- Exercise -
Exact repetition is the task: copy every entry below.

Data in this exercise Block Start

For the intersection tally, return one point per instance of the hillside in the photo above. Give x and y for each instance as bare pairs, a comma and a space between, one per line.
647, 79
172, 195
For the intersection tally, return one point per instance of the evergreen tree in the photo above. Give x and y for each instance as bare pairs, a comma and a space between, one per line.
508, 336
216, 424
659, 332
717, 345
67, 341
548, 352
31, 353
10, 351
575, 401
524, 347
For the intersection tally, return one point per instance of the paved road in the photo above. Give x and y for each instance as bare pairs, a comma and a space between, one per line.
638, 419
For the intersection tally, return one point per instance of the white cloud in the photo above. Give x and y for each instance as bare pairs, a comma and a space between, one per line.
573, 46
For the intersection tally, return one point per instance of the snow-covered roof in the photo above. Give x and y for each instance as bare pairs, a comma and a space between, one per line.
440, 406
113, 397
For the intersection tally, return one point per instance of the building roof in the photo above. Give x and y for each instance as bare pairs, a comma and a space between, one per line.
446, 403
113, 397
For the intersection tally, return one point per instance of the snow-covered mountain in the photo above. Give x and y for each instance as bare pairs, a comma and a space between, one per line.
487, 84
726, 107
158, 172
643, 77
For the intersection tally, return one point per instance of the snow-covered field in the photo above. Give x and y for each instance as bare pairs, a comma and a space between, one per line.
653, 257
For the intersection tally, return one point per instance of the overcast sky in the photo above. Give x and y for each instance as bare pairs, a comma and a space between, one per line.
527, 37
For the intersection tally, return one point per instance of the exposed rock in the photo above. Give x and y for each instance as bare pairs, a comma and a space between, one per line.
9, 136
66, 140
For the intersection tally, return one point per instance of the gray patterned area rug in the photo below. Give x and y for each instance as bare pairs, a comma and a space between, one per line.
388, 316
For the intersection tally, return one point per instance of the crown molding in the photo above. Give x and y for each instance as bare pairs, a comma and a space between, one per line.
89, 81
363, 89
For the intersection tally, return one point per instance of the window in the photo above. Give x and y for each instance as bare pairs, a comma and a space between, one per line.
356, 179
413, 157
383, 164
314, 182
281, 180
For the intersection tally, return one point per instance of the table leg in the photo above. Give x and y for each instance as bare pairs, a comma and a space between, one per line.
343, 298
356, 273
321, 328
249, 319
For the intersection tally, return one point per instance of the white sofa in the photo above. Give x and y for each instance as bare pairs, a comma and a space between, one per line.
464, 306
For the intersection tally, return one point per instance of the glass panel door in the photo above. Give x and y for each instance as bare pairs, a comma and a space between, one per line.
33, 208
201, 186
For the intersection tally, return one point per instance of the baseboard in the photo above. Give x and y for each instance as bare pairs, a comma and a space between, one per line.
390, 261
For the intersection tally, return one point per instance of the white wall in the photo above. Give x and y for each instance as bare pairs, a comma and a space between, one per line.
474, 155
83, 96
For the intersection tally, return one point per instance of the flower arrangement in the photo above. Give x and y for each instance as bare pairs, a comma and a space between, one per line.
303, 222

Data in this exercise Block End

- Answer box -
For the intersection tally, return one point per instance of the hillside in the photo above. Give x and y for each instance as bare pairs, a comma and a space between, one per line.
647, 79
172, 195
For the intersection tally, return one point per instance of the evergreen tree in the photo above. Give x and y for each instance as bare pairs, a comma and a space between, one per line.
508, 336
216, 424
659, 332
717, 345
67, 341
548, 352
31, 353
10, 351
575, 401
524, 347
For the intersection tally, return one point per instance of the paved road in the photo above. Give x and y for each instance as bare pairs, a comma and a space between, one per line.
638, 419
For the intersection tally, return one point per instance of the white cloud in the photo above. Give x and y for each instance as bare pairs, a comma and a space between, one per line.
573, 46
For the intersection tally, return one point per instance of the snow-covered roof in the photo above. Give x and y for each instance as bare pairs, a comma and a space between, one per line.
440, 406
113, 397
For the intersection tally, return one point per instance of the building roof in the photo above. Give x and y for each instance as bare pairs, a comma and a space between, one per line.
446, 403
113, 397
For the intersection tally, return one point per instance of the snow-covered mountain in the photo above. Give x and y for each instance as bare pairs, a comma and a space between, one per line.
487, 84
726, 107
158, 172
643, 77
For the intersection tally, return one point per instance of the snow-covered field in the photo above. Give x and y for each instance as bare pairs, a comma and a space between, one per line.
653, 257
For the intersection tally, return one point per instance of the overcast sky in the photo above. Give x and y for each instance as bare pairs, a comma and a space between, one per line.
527, 37
For the intersection tally, return one point per instance of the exposed rock in the photo above. Give x and y for each instance as bare pairs, a comma and a space between, one per line.
9, 136
66, 140
For the intersection tally, return one point per instance of the gray patterned area rug in the photo below. Give x and y for each instance as bare pairs, a comma and a space between, one per line.
388, 316
For the intersection tally, return one point per instance of the crown molding in the photo above. Give x and y for each instance as bare pairs, a comma and a space between, one per line.
89, 81
363, 89
For the intersection tally, return one point per instance of the window in the photo above. Give x and y for each instance as bare pairs, a comma and a space between, one per line.
356, 179
413, 157
383, 164
314, 182
281, 180
For the intersection tally, return one point per instance of the table leg in the photo above. Give x and y for each instance as bare pairs, a comma and a space between, one per line.
343, 298
356, 273
321, 328
249, 319
For the intersection tally, return one point per instance of the white sofa in the photo above. Give x and y for each instance as bare pairs, a comma and a space between, one per line.
464, 306
For the intersection tally, return one point per instance of the glass panel door in the photo above. Give x and y for each instance as bare pairs, a comma and a space between, one per line.
33, 208
201, 186
For the intersection tally, return one point per instance of the baseboard in the photo above. Give x and y for each instance as bare pairs, a comma and a space between, one per line.
390, 261
For the intersection tally, return one point per instance of the white wall in the photo above. Give x and y for each instance as bare pairs, a comma and a space between, one per line.
474, 155
83, 96
For the intersection tally, return one point per instance of the flower arrangement in the photo above. Give x and y for each instance as bare pairs, a comma and a space between, one per line.
303, 222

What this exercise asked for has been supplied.